Data items:
────────────────────

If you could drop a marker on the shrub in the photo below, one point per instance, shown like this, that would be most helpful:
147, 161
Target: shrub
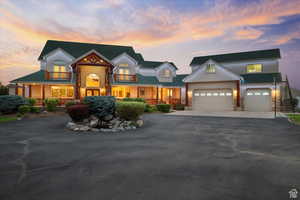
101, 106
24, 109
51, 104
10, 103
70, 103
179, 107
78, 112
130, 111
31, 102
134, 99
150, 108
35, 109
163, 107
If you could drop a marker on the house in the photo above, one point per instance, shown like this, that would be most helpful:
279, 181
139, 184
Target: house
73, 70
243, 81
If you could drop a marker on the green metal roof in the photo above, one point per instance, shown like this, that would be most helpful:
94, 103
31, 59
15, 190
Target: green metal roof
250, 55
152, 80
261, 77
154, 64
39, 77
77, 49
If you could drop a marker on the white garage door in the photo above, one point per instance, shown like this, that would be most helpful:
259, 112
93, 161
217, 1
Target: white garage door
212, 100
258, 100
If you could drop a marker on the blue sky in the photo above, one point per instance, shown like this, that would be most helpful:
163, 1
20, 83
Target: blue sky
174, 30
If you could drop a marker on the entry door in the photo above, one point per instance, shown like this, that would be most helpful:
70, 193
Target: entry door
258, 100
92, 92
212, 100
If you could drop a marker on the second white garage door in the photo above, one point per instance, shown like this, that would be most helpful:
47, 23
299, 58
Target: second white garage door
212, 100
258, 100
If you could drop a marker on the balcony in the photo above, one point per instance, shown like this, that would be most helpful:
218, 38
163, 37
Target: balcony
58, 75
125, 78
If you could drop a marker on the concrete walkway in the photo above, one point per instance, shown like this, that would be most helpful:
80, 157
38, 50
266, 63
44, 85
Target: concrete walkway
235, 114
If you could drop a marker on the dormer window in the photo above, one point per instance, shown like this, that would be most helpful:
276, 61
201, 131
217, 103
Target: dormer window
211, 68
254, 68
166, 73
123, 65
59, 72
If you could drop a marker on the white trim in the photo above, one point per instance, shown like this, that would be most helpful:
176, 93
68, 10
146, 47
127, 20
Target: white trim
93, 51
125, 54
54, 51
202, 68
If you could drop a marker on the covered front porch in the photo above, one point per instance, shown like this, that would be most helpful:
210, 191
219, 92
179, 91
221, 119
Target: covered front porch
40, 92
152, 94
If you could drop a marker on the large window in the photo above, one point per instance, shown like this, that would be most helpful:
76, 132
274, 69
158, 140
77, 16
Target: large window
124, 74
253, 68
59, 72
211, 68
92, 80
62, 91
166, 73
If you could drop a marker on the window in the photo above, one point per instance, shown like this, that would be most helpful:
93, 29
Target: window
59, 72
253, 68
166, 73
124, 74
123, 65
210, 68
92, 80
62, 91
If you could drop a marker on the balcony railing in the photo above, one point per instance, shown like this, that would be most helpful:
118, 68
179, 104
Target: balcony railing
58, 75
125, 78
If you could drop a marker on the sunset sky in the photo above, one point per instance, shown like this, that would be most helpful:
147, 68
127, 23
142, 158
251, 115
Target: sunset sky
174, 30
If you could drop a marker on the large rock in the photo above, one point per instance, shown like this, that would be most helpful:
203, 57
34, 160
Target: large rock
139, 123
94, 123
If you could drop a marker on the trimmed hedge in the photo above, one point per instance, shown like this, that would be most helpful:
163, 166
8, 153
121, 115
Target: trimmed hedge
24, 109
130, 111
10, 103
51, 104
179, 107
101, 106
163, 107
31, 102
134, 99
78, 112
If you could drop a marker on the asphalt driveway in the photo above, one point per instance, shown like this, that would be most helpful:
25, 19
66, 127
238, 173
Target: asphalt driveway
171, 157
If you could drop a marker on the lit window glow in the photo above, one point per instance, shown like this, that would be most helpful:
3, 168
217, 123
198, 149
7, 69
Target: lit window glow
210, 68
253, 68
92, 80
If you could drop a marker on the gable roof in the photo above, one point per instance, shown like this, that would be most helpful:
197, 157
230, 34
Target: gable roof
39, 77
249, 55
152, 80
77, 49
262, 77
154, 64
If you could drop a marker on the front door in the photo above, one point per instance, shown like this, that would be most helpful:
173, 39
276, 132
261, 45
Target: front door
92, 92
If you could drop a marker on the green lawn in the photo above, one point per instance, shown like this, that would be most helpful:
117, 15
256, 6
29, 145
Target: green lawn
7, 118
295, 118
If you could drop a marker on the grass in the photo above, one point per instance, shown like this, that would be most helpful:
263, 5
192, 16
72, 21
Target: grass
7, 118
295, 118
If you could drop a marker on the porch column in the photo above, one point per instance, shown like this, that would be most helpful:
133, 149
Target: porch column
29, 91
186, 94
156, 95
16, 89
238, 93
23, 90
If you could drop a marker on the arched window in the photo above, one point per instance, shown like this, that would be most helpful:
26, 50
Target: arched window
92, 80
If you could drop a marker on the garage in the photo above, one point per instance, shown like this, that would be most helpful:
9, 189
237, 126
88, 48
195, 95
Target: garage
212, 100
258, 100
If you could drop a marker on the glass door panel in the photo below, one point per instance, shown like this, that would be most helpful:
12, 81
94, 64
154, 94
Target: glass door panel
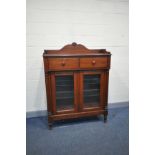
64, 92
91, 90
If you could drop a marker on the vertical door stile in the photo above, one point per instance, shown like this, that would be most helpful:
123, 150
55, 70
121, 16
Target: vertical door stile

────────────────────

◆ Task directions
An exact copy of the records above is needed, with the pictures removed.

◆ Response to this exercise
If you could drop a marker on the shrub in the photo below, one point per instance, shown like this, that would be most helpful:
147, 161
Target: shrub
101, 106
24, 109
51, 104
10, 103
70, 103
179, 107
78, 112
130, 111
31, 102
134, 99
150, 108
35, 109
163, 107
If you could drop a marker on the house in the photo above, one point per instance, shown like this, that would be most helpful:
279, 181
139, 184
Target: house
73, 70
243, 81
If you could drop a marker on the green metal roof in the photo above, one point per instance, shown like this, that would be most helpful:
94, 103
31, 59
15, 190
Target: green metal roof
250, 55
152, 80
261, 77
154, 64
39, 77
77, 49
If you could drop a marker on the white garage door in the photo above, one point per instance, shown like this, that would be most helpful:
259, 112
93, 161
217, 1
Target: white garage door
212, 100
258, 100
If you could drop a marker on the blue sky in the photo above, one point per instance, shown like this, that would be most helpful:
163, 1
20, 83
Target: blue sky
174, 30
If you could drop a marker on the entry door in the photo above, one point per instance, shown like this, that would be most helpful:
70, 193
Target: entry door
258, 100
92, 92
212, 100
If you could drop a marker on the second white garage door in the photo above, one point per instance, shown like this, that would be most helpful:
47, 23
299, 58
Target: second white garage door
212, 100
258, 100
If you could drop a marker on the balcony in the photo above, one point per instance, shown like this, that would be most helpful:
218, 38
163, 37
Target: balcony
58, 75
125, 78
If you could drop a marker on the concrete walkway in the photo above, one point per instance, shown like this, that would be most helpful:
80, 157
38, 50
266, 63
44, 85
Target: concrete walkway
235, 114
If you could drop a marker on the dormer window in the photo above, one point per instance, shown like this, that would be most helpful:
276, 61
201, 131
217, 103
Target: dormer window
211, 68
254, 68
166, 73
123, 65
59, 72
If you could drop a marker on the white trim in the photo above, one point per instance, shown like this, that would be most helpful:
176, 93
68, 10
146, 47
127, 20
Target: white trim
93, 51
125, 54
54, 51
202, 68
If you could drop a marker on the covered front porch in the photo above, one point per instance, shown like this, that would be most helpful:
210, 191
219, 92
179, 91
221, 119
Target: covered front porch
40, 92
152, 94
If you could drop a marker on the large window in the photo above, one point per instance, shown like this, that would be most helpful:
76, 132
274, 69
158, 140
77, 16
Target: large window
124, 74
253, 68
59, 72
211, 68
92, 80
62, 91
166, 73
If you could drop a marker on the window in the photo above, one point per instance, shown like this, that would be most helpful:
93, 29
Target: window
59, 72
253, 68
166, 73
124, 74
123, 65
210, 68
92, 80
62, 91
If you could drop a marker on the balcony railing in the photo above, one point per instance, shown like this, that would be most helpful:
118, 68
179, 104
Target: balcony railing
58, 75
125, 78
If you could drop a marker on the sunset sky in the photo above, one point per instance, shown like this, that would be most helpful:
147, 68
127, 23
142, 158
251, 115
Target: sunset sky
174, 30
If you could drop a marker on the large rock in the photo above, one point per instance, shown like this, that would be most helpful:
203, 57
34, 160
Target: large rock
139, 123
94, 123
If you could drop a marker on the trimmed hedge in the photo above, one point per instance, shown like this, that would be most helpful:
163, 166
8, 153
121, 115
Target: trimmed hedge
24, 109
130, 111
10, 103
51, 104
179, 107
101, 106
163, 107
31, 102
134, 99
78, 112
If you could drop a marker on the asphalt driveway in the photo above, one point per instance, shown like this, that would be most helpful:
25, 19
66, 127
238, 173
Target: asphalt driveway
171, 157
If you could drop a marker on the lit window glow in the photo above, one point per instance, shown like this, that would be most helpful:
3, 168
217, 123
198, 149
7, 69
Target: lit window glow
210, 68
253, 68
92, 80
If you could drop a marker on the gable roof in the photo above, one point per instance, shown like this, that would be most helpful:
197, 157
230, 34
Target: gable roof
39, 77
249, 55
152, 80
77, 49
262, 77
154, 64
If you could drop a marker on the front door in the photo above, one point per instance, shown like this, that would be most helpful:
173, 39
276, 132
261, 45
Target: front door
92, 92
If you could drop a marker on the green lawn in the photo above, one point per instance, shown like this, that would be most helpful:
117, 15
256, 6
29, 145
Target: green lawn
7, 118
295, 118
If you could drop a marker on the grass in the photo above, one point per instance, shown like this, that would be most helpful:
263, 5
192, 16
72, 21
Target: grass
7, 118
295, 118
If you could drop a marker on the porch column in the photo above, one point per instance, shown like this, that would be most helpful:
133, 149
Target: porch column
29, 91
186, 94
156, 95
16, 89
238, 93
23, 90
If you could drop a marker on the arched window in the photo above, one point per instance, shown like this, that would be most helpful:
26, 50
Target: arched window
92, 80
If you could drop a marker on the garage in the photo above, one point per instance, shown like this, that would be most helpful:
9, 189
237, 126
88, 48
195, 95
Target: garage
212, 100
258, 100
If you could drop a marker on the glass door panel in the photo below, one point per instance, shown like this, that would be most helpful:
12, 81
94, 64
154, 94
Target: glass door panel
64, 92
91, 90
If you could drop a marker on the vertical door stile in the photo above, one point per instance, shown like this, that would be most helpful:
123, 150
55, 70
121, 16
Target: vertical door stile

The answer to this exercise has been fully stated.